- [TEXT SECTION]
+++

Then the speeding tractor-trailer started to fishtail uncontrollably, said Mr Esvin Chipel Tzoy.
Within seconds, the vehicle flipped and crashed, the deadliest single-day disaster in many years to befall Central American migrants who attempt the perilous route through Mexico to the United States.
Mexico officials said at least 55 people had been killed and 106 hospitalised in Thursday's crash. They attributed the disaster to excessive speed and said the driver, who may have passed undetected through immigration checkpoints, escaped after the crash.
Interviews with survivors, witnesses and one of the medics depicted a scene of mangled metal, vomit, blood and dust coating the bodies of migrants piled atop one another on the highway and what remained of the tractor-trailer.
Mr Chipel said the trailer began to lurch from side to side before he heard a loud boom, as if the brakes had failed, followed by the screech of metal as the trailer tipped. Then came screams from fellow passengers which included children.
Not far behind, 17-year-old Melody Ramirez Moreno was perched behind her husband on a motorcycle when they saw the tractor-trailer sway precariously. Her husband hit the brakes, but the bike's front wheel twisted, she said, as her foot was trapped and mangled in the back wheel.
"The only thing I could hear were the screams, the laments, the cries of the people on the truck," she said. "Everything happened in the blink of an eye."
The trailer overturned, slammed into a pedestrian bridge, split apart and scattered a mass of bodies across the highway.
Mr Chipel too was thrown from the vehicle. "I couldn't breathe," he said, recalling how his nostrils filled with blood and dust. "I thought I was dying."
The injured migrants, mostly from Guatemala like Mr Chipel, were being treated at hospitals around Tuxtla Gutierrez, the Chiapas state capital, on Friday.
Mr Chipel said he had left Guatemala last Sunday and had been trying to get to the US in hopes of getting work to support his ageing parents, who disapproved of his decision to leave.
"In Guatemala, you can't get ahead," he said. "I wanted to go for that American dream."
Mr Luis Eduardo Hernandez Trejo, a paramedic who was among the first to arrive at the scene, said he could immediately tell that many victims were dead.
Realising the severity of the crash, Mr Hernandez said he called for backup and sought to identify the wounded who needed urgent help.
"It was a tragic incident," he said. "The people were trying to get to the US for a better life."

+++

- [AVAILABLE DATA]
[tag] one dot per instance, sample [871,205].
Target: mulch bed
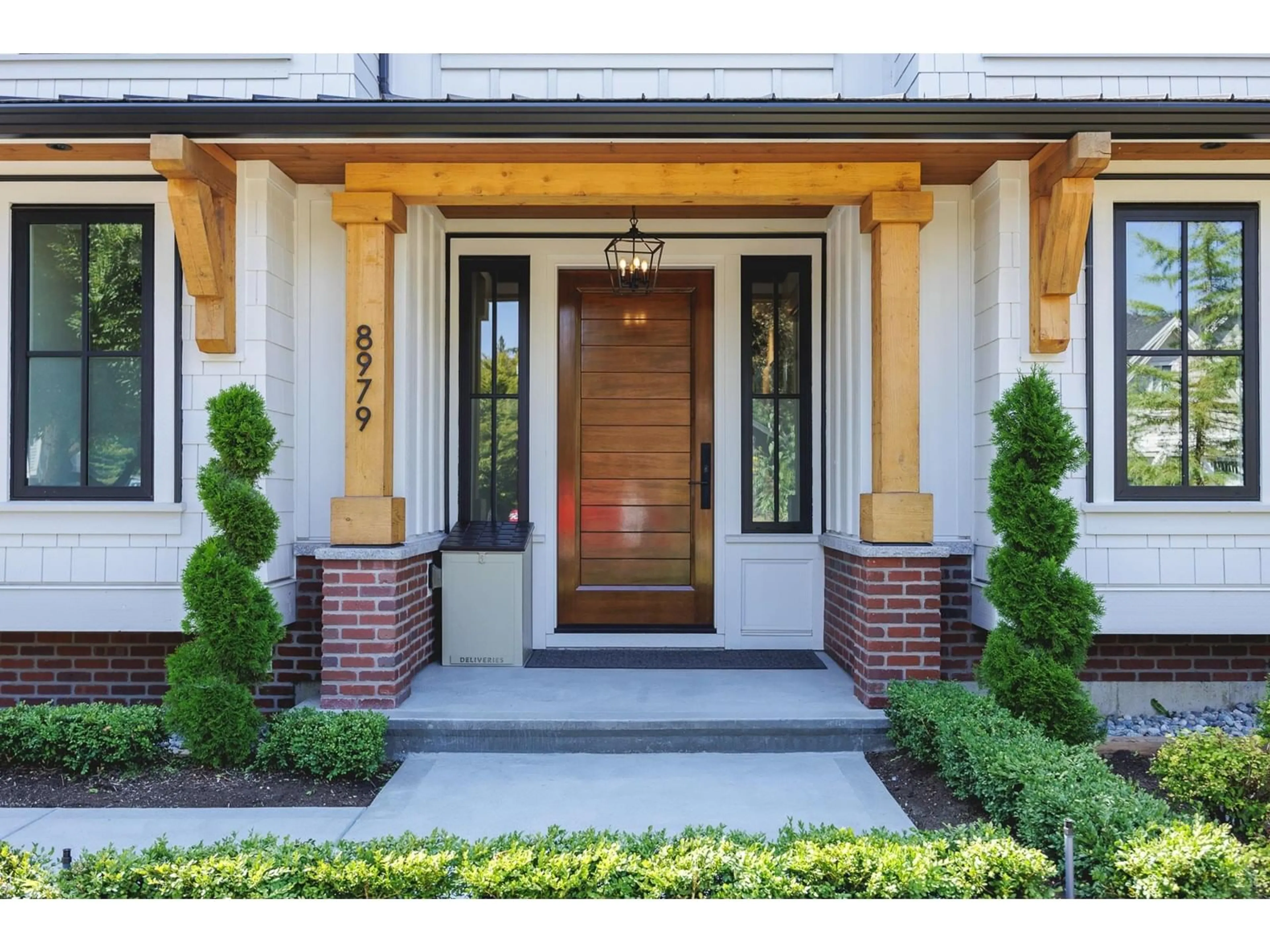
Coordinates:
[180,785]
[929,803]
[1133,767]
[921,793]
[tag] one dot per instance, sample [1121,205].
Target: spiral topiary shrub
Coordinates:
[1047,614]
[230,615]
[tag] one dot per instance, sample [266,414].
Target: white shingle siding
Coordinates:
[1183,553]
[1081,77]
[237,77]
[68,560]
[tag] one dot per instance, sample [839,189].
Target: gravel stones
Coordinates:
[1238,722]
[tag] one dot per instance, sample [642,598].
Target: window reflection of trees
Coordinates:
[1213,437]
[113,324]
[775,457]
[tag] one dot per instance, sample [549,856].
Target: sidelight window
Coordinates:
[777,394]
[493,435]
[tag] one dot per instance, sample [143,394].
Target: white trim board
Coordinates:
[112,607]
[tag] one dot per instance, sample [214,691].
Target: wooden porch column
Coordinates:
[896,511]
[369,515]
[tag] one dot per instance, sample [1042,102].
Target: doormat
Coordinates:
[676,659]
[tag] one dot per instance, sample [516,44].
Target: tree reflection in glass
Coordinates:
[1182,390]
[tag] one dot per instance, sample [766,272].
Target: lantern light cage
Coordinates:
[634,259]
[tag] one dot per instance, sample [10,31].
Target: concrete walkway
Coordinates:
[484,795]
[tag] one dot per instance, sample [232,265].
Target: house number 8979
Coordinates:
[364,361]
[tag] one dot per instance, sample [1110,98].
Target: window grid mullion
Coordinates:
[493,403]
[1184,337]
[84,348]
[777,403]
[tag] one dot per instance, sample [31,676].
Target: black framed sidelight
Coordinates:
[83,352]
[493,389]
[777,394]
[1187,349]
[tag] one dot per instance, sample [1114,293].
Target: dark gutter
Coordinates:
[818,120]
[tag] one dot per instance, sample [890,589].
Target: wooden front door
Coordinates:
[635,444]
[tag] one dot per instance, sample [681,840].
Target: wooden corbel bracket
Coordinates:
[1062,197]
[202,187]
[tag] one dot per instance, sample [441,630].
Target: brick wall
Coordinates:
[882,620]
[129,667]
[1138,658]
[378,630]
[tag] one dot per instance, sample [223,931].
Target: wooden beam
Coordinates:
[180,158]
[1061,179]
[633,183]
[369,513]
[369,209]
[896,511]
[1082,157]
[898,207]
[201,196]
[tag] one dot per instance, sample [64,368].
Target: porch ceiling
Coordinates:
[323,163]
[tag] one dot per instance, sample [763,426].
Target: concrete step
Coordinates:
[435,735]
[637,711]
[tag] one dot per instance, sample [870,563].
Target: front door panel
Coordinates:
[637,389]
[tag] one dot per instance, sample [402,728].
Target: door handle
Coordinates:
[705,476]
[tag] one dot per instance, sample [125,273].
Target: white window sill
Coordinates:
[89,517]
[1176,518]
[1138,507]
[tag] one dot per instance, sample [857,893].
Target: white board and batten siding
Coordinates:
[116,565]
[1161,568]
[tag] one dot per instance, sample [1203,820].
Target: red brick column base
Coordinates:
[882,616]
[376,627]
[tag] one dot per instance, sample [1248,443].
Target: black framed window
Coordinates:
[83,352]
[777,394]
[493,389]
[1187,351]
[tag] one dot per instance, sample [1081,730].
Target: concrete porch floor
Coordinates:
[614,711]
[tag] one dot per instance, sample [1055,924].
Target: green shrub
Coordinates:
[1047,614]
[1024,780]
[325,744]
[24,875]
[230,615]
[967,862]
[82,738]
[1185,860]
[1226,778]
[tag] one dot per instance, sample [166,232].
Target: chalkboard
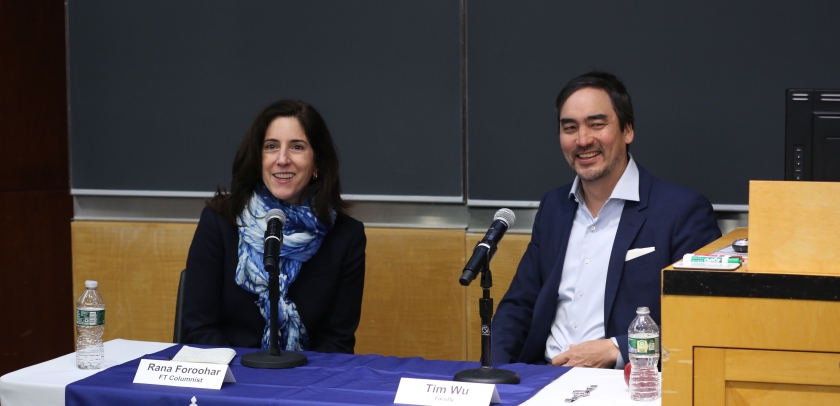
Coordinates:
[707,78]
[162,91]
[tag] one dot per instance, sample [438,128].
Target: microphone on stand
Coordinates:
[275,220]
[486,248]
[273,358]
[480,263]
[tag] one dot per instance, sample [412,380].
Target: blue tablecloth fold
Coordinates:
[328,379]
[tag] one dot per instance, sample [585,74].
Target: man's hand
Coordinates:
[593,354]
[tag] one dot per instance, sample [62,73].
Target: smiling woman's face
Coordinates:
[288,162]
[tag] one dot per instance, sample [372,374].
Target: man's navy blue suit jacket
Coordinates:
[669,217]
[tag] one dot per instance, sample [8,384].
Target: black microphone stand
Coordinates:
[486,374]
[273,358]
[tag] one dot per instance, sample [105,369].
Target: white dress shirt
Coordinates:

+++

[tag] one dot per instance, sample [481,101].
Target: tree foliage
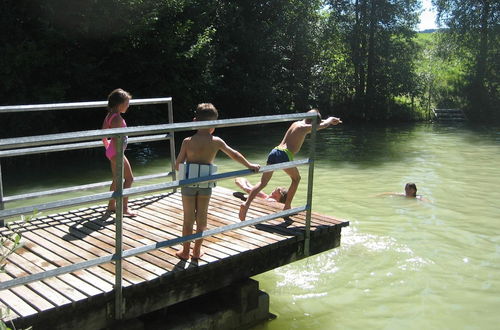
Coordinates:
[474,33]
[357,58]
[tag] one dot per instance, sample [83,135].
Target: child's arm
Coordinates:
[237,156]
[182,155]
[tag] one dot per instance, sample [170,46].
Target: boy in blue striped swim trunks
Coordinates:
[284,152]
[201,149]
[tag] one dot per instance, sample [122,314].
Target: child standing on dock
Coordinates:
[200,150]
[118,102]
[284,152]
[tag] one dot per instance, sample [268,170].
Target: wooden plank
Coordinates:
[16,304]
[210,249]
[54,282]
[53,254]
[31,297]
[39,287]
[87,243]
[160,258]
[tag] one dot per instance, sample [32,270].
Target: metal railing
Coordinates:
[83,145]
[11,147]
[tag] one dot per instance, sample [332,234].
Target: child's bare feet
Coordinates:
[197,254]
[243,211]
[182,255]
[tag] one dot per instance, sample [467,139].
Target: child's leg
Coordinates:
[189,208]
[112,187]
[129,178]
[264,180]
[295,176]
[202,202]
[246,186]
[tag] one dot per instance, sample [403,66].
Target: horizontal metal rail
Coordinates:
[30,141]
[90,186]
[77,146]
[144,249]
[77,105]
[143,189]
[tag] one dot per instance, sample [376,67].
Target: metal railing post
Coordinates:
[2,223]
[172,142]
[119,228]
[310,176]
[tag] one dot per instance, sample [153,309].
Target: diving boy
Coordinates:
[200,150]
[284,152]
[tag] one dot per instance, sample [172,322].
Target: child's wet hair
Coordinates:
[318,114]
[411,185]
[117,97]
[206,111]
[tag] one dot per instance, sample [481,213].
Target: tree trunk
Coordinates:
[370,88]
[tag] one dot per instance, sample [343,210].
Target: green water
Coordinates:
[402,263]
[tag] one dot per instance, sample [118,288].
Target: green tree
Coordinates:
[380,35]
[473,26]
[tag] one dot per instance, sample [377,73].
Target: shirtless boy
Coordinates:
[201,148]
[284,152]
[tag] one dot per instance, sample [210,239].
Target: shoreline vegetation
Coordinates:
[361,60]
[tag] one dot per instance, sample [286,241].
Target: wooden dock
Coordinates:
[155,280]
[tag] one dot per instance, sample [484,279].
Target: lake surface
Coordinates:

+++

- [EXERCISE OBJECTIVE]
Decide whether each statement agrees with the article on the migrant truck crash. Answer yes or no for each, and quote the deciding words of the article exactly. (a) The driver of the tractor-trailer was killed in the crash. (b) Melody Ramirez Moreno was riding on a motorcycle behind the tractor-trailer. (c) Mr Chipel's parents approved of his decision to leave Guatemala.

- [SOLUTION TO THE PROBLEM]
(a) No: "said the driver, who may have passed undetected through immigration checkpoints, escaped after the crash."
(b) Yes: "Not far behind, 17-year-old Melody Ramirez Moreno was perched behind her husband on a motorcycle"
(c) No: "his ageing parents, who disapproved of his decision to leave."